Records for this exercise:

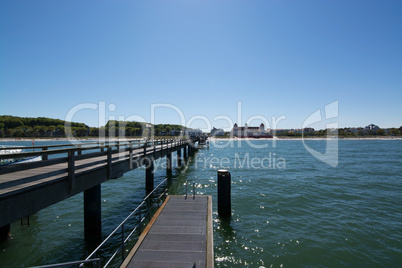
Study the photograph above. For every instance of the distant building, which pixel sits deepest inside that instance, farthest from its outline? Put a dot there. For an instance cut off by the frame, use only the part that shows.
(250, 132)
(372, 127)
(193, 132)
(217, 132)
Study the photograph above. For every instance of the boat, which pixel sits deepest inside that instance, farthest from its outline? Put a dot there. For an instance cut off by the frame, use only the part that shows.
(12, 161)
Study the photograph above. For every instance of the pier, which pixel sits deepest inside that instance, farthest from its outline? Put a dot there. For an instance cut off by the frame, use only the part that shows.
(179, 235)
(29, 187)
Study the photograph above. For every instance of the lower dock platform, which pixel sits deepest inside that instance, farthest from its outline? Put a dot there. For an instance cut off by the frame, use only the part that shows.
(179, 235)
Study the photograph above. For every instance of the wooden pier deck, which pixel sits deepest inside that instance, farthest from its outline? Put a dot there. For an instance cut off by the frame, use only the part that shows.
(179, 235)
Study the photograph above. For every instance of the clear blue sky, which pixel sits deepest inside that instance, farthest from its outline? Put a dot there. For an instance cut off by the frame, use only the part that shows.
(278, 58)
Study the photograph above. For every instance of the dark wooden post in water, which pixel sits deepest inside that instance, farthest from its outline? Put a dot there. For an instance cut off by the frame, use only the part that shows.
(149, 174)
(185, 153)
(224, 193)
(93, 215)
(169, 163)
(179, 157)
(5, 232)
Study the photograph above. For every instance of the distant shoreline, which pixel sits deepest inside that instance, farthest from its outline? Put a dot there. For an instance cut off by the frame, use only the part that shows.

What is needed: Please write out all of the records above word for word, leaving out the pictures.

Result:
Study the photograph above. For every instance of the distant building, which pixel sits deepest inside that instance, farthest from its outline? Put a dot there. For an instance cut off by the frame, use only the part that shows.
(250, 132)
(372, 127)
(193, 132)
(217, 132)
Study the photograph above. For every instance of the boat, which pixel sits deepest inside that instance, farthest from its outline? Put a dot there. For an instance cut off by the frame, use only the part that shows.
(12, 161)
Study the photograph above. For every instance of the pier, which pixel sits deepest inside that instance, farthest from its outline? Put a dot there. For an instance cut off by the frame, use only the part that shows.
(179, 235)
(29, 187)
Study the photograph above. For every instance of the lower dock platform, which pixel sits deepest inside that instance, farthest from its outline? Put a dot there. For an instance cut off by the frame, use only the part that shows.
(179, 235)
Study the photograph above. For every instance of the wooden pier deck, which pixel sits deepest inside that instance, farthest from its outline? Put a dot there. For an instance cut off by the frame, use only the part that shows.
(179, 235)
Study the photograph above. For every instance of the clear blue sky, which pixel sits deepest inside that instance, farthest from its outline? Put a dot there. For an instance cut off by the frame, use only the part that shows.
(278, 58)
Study the photograph above. For every instance of the dark wooden post in water, which pixel sits deepest inside that instance, farthest from its outline? Put a dot there. For an instance cut off by the frame, use only the part that shows.
(149, 174)
(185, 153)
(224, 193)
(93, 215)
(169, 163)
(179, 157)
(5, 232)
Study the photograph above. For every instance of the distant shoreline, which pixel sits deepest inside that instance, farthest from its outline? Put a dot there. For an instance cut off by the frame, use only the part that shows.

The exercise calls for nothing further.